## QUOTED TEXT:
Apache Arrow projection

Projecting graphs via Apache Arrow allows importing graph data which is stored outside of Neo4j. Apache Arrow is a language-agnostic in-memory, columnar data structure specification. With Arrow Flight, it also contains a protocol for serialization and generic data transport.

GDS exposes an Arrow Flight Server which accepts graph data from an Arrow Flight Client. The data that is being sent is represented using the Arrow columnar format. Projecting graphs via Arrow Flight follows a specific client-server protocol. In this chapter, we explain that protocol, message formats and schema constraints.

In this chapter, we assume that a Flight server has been set up and configured. To learn more about the installation, please refer to the installation chapter.

Graph projection features are versioned to allow for future changes. Please refer to the corresponding section in the Configure Apache Arrow server documentation for more details on versioned commands.

Client-Server protocol

The protocol describes the projection of a single in-memory graph into GDS. Each projection is represented as an import process on the server side. The protocol divides the import process into three phases.

## RECORDED DATA:
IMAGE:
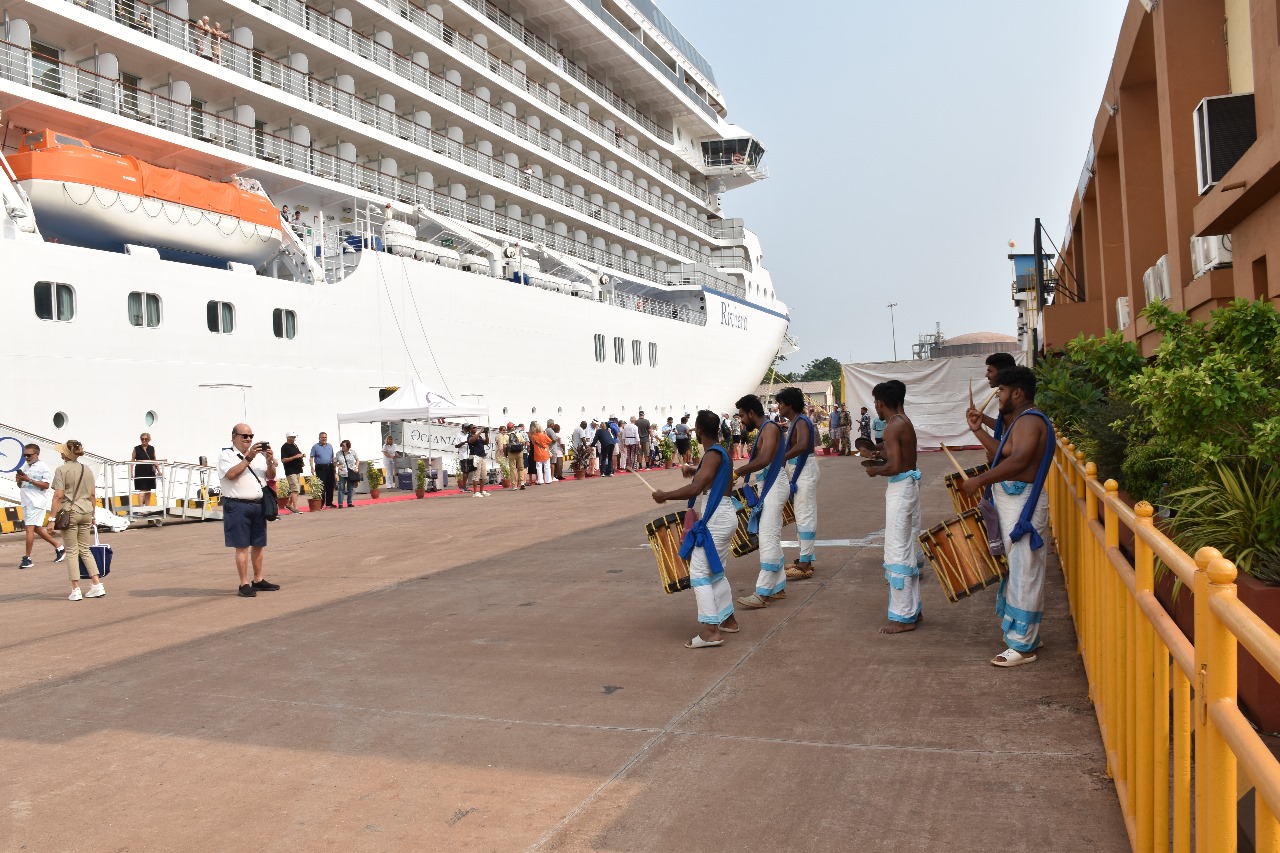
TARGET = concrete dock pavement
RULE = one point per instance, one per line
(507, 675)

## WHAT IS ASKED:
A. In the Apache Arrow projection text, how many phases does the protocol divide the import process into?
B. Say whether each statement agrees with the Apache Arrow projection text, answering yes or no and quoting the deciding words: (i) GDS exposes an Arrow Flight Client that accepts graph data from an Arrow Flight Server. (ii) Graph projection features are versioned to allow for future changes. (iii) Each projection is represented as an import process on the client side.
C. Transcribe the part of the Apache Arrow projection text starting with "Projecting graphs via Apache" and going on through "and schema constraints.".

## OUTPUTS FOR THE TASKS:
A. Three phases.

B.
(i) No: "GDS exposes an Arrow Flight Server which accepts graph data from an Arrow Flight Client."
(ii) Yes: "Graph projection features are versioned to allow for future changes."
(iii) No: "Each projection is represented as an import process on the server side."

C.
Projecting graphs via Apache Arrow allows importing graph data which is stored outside of Neo4j. Apache Arrow is a language-agnostic in-memory, columnar data structure specification. With Arrow Flight, it also contains a protocol for serialization and generic data transport.

GDS exposes an Arrow Flight Server which accepts graph data from an Arrow Flight Client. The data that is being sent is represented using the Arrow columnar format. Projecting graphs via Arrow Flight follows a specific client-server protocol. In this chapter, we explain that protocol, message formats and schema constraints.